··· Extracted entries ···
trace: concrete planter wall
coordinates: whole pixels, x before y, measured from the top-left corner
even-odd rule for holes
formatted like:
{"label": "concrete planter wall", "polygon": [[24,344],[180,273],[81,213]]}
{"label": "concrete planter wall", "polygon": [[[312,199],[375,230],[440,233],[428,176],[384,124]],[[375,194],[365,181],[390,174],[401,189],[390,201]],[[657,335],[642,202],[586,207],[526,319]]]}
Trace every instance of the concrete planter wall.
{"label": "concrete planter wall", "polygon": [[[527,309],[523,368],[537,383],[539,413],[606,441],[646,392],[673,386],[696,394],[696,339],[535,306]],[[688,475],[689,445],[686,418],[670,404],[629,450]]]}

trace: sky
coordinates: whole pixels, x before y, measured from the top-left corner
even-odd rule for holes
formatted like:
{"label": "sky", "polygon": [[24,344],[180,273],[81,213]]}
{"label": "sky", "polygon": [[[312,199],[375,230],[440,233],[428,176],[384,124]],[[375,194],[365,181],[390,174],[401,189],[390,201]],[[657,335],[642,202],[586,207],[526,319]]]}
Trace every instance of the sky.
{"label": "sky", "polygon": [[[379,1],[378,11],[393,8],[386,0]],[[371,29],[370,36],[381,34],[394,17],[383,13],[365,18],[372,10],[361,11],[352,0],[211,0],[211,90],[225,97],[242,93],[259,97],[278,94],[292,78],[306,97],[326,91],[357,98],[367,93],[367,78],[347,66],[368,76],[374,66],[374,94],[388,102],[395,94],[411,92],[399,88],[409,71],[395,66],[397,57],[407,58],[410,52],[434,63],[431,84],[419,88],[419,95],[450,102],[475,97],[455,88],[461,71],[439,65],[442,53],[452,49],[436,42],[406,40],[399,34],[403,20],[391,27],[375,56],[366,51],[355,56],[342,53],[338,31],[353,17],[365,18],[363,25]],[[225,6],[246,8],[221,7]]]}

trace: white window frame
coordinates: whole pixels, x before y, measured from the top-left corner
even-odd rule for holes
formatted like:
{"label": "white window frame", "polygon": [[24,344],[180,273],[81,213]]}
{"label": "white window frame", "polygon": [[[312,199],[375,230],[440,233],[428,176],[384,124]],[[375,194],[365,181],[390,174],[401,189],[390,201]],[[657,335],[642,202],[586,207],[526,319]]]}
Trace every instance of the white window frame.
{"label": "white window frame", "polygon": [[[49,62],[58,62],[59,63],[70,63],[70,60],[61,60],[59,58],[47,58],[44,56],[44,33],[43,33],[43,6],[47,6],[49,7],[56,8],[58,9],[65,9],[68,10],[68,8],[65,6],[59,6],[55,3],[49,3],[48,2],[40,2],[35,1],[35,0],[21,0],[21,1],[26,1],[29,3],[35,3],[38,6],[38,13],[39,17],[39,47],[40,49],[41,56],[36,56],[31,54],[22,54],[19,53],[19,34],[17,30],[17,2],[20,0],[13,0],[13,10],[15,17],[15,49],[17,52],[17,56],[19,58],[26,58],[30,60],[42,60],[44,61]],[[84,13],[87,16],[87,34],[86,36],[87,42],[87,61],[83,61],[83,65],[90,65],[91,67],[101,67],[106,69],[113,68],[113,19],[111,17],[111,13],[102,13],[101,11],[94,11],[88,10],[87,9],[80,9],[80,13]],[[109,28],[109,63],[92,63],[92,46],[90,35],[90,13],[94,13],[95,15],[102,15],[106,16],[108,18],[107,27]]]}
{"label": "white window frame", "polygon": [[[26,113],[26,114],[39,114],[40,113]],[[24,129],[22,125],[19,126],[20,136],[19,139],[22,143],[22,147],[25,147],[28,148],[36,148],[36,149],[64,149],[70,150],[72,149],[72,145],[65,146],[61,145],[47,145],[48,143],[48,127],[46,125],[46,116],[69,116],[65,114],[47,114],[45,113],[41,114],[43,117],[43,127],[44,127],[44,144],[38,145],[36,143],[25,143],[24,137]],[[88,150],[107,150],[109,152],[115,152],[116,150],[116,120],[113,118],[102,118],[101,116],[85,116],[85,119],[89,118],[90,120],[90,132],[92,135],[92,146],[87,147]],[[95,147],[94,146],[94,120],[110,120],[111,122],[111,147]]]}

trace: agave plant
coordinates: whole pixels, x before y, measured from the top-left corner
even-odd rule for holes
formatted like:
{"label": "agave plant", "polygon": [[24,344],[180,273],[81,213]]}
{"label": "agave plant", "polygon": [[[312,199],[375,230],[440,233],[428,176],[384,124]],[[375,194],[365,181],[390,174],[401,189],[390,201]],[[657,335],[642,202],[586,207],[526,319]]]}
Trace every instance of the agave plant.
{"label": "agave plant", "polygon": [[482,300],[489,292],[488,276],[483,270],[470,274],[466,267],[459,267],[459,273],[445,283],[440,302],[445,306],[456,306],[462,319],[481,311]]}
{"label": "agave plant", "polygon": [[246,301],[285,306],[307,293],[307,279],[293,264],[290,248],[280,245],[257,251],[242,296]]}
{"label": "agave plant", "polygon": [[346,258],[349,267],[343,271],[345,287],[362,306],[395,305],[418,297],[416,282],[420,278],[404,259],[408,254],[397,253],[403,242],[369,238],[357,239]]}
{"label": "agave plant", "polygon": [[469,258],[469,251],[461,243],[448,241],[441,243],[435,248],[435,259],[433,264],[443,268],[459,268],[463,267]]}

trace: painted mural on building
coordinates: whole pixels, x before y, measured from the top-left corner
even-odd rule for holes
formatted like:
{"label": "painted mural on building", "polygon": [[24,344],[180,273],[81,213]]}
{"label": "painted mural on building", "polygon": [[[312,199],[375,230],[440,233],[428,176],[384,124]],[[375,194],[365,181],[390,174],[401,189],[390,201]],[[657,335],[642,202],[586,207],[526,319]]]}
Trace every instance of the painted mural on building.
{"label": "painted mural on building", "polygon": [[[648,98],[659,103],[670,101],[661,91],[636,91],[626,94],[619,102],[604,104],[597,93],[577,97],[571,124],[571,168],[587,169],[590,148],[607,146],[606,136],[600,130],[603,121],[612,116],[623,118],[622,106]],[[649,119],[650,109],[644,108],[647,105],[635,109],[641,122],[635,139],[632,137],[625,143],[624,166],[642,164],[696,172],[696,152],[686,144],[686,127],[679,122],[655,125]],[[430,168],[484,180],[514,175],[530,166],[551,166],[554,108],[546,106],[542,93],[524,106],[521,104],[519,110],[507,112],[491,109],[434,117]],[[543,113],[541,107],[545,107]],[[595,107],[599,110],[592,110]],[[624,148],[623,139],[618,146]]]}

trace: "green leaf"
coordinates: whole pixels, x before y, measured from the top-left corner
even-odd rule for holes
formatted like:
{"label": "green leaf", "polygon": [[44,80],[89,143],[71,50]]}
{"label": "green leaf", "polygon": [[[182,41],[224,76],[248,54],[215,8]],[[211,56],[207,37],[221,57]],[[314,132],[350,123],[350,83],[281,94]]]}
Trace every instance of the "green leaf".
···
**Given task:** Copy all of the rows above again, word for word.

**Solution for this task:**
trace: concrete planter wall
coordinates: whole pixels, x before y, measured from the top-left corner
even-odd rule for holes
formatted like:
{"label": "concrete planter wall", "polygon": [[24,344],[180,273],[81,213]]}
{"label": "concrete planter wall", "polygon": [[[312,199],[375,230],[440,233],[428,176],[384,124]],[[375,194],[365,181],[390,174],[401,189],[390,201]],[[657,335],[642,202],[586,207],[526,319]]]}
Trace every instance of the concrete planter wall.
{"label": "concrete planter wall", "polygon": [[[527,309],[523,368],[537,383],[539,413],[606,441],[646,392],[673,386],[696,394],[696,339],[535,306]],[[688,475],[689,445],[686,418],[670,404],[629,450]]]}

trace: sky
coordinates: whole pixels, x before y, measured from the top-left corner
even-odd rule for holes
formatted like:
{"label": "sky", "polygon": [[24,344],[180,273],[81,213]]}
{"label": "sky", "polygon": [[[312,199],[375,230],[440,233],[428,176],[384,124]],[[375,194],[365,181],[390,174],[401,189],[390,201]],[[657,335],[642,202],[586,207],[526,319]]]}
Trace every instance of the sky.
{"label": "sky", "polygon": [[[379,1],[378,11],[393,8],[386,0]],[[371,29],[370,36],[381,34],[394,17],[383,13],[365,18],[372,10],[361,11],[352,0],[211,0],[211,90],[225,97],[242,93],[259,97],[278,94],[292,78],[306,97],[326,91],[357,98],[367,93],[367,78],[347,66],[368,76],[374,66],[374,94],[388,102],[395,94],[411,92],[399,88],[409,71],[395,66],[397,57],[407,58],[410,52],[434,63],[431,84],[419,88],[419,95],[450,102],[475,97],[455,88],[461,71],[439,65],[442,53],[452,49],[436,42],[406,40],[399,34],[403,20],[391,27],[375,56],[366,51],[355,56],[342,53],[338,31],[353,17],[365,18],[363,25]],[[225,6],[246,8],[221,7]]]}

trace: white window frame
coordinates: whole pixels, x before y, measured from the top-left corner
even-odd rule for holes
formatted like:
{"label": "white window frame", "polygon": [[24,344],[180,273],[81,213]]}
{"label": "white window frame", "polygon": [[[312,199],[375,230],[440,233],[428,176],[384,124]],[[375,194],[365,181],[390,174],[401,189],[390,201]],[[657,335],[642,202],[586,207],[526,319]]]}
Trace every instance of the white window frame.
{"label": "white window frame", "polygon": [[[49,62],[58,62],[59,63],[70,63],[70,60],[61,60],[59,58],[47,58],[44,56],[44,33],[43,33],[43,6],[47,6],[49,7],[56,8],[58,9],[65,9],[68,10],[68,8],[65,6],[59,6],[55,3],[49,3],[48,2],[40,2],[35,1],[35,0],[21,0],[21,1],[26,1],[29,3],[35,3],[38,6],[38,13],[39,17],[39,47],[40,49],[41,56],[36,56],[31,54],[22,54],[19,53],[19,34],[17,30],[17,2],[20,0],[13,0],[13,10],[15,17],[15,49],[17,52],[17,56],[19,58],[26,58],[30,60],[42,60],[44,61]],[[84,13],[87,16],[87,34],[86,36],[87,42],[87,61],[83,61],[83,65],[90,65],[91,67],[101,67],[106,69],[113,68],[113,19],[111,17],[111,13],[102,13],[101,11],[94,11],[88,10],[87,9],[80,9],[80,13]],[[109,28],[109,63],[92,63],[92,46],[90,35],[90,13],[94,13],[95,15],[102,15],[106,16],[108,18],[107,27]]]}
{"label": "white window frame", "polygon": [[[26,113],[26,114],[39,114],[40,113]],[[24,129],[22,125],[19,126],[20,136],[19,139],[22,143],[22,147],[25,147],[28,148],[36,148],[36,149],[64,149],[70,150],[72,149],[72,145],[65,146],[61,145],[47,145],[48,143],[48,127],[46,125],[46,116],[69,116],[65,114],[47,114],[45,113],[41,114],[43,117],[43,127],[44,127],[44,144],[38,145],[36,143],[25,143],[24,137]],[[88,150],[107,150],[109,152],[115,152],[116,150],[116,120],[113,118],[102,118],[101,116],[85,116],[85,119],[89,118],[90,120],[90,132],[92,135],[92,146],[87,147]],[[95,147],[94,146],[94,120],[110,120],[111,122],[111,147]]]}

trace: agave plant
coordinates: whole pixels, x before y, measured from the top-left corner
even-odd rule for holes
formatted like:
{"label": "agave plant", "polygon": [[24,344],[180,273],[81,213]]}
{"label": "agave plant", "polygon": [[[312,199],[375,230],[440,233],[428,176],[384,124]],[[375,194],[365,181],[390,174],[401,189],[390,201]],[[657,335],[642,202],[586,207],[526,319]]]}
Trace every instance of the agave plant.
{"label": "agave plant", "polygon": [[482,300],[489,292],[488,276],[483,270],[470,274],[466,267],[459,267],[459,273],[445,283],[440,302],[445,306],[456,306],[462,319],[481,311]]}
{"label": "agave plant", "polygon": [[246,301],[285,306],[307,293],[307,279],[293,264],[290,248],[280,245],[257,251],[242,296]]}
{"label": "agave plant", "polygon": [[346,258],[349,267],[343,271],[345,287],[362,306],[395,305],[418,297],[416,282],[420,278],[404,259],[408,254],[397,253],[403,242],[369,238],[357,239]]}
{"label": "agave plant", "polygon": [[469,258],[469,251],[461,243],[448,241],[441,243],[435,248],[435,259],[433,264],[443,268],[459,268],[463,267]]}

trace: painted mural on building
coordinates: whole pixels, x before y, measured from the top-left corner
even-odd rule for holes
formatted like:
{"label": "painted mural on building", "polygon": [[24,344],[180,273],[81,213]]}
{"label": "painted mural on building", "polygon": [[[312,199],[375,230],[440,233],[428,176],[384,124]],[[375,194],[365,181],[390,174],[401,189],[390,201]],[[657,335],[642,202],[586,207],[526,319]]]}
Trace every instance of the painted mural on building.
{"label": "painted mural on building", "polygon": [[[648,98],[659,103],[670,101],[661,91],[636,91],[626,94],[619,102],[604,104],[597,93],[577,97],[571,124],[571,168],[587,169],[590,148],[607,146],[606,136],[600,130],[603,121],[612,116],[623,118],[622,106]],[[649,119],[650,109],[644,108],[647,105],[635,109],[641,122],[635,139],[632,137],[625,143],[624,166],[642,164],[696,172],[696,152],[686,144],[686,127],[679,122],[655,125]],[[430,168],[484,180],[514,175],[530,166],[551,166],[554,108],[546,106],[542,93],[524,106],[521,104],[519,110],[507,112],[491,109],[434,117]],[[543,113],[541,107],[545,107]],[[595,107],[599,110],[592,110]],[[624,148],[623,139],[618,146]]]}

trace: "green leaf"
coordinates: whole pixels, x before y, measured from the top-left corner
even-odd rule for holes
formatted like:
{"label": "green leaf", "polygon": [[44,80],[89,143],[71,50]]}
{"label": "green leaf", "polygon": [[[182,41],[224,76],[248,54],[215,8]],[[211,56],[207,37],[221,57]],[[314,132],[350,123],[350,83],[281,94]]]}
Trace every instance of the "green leaf".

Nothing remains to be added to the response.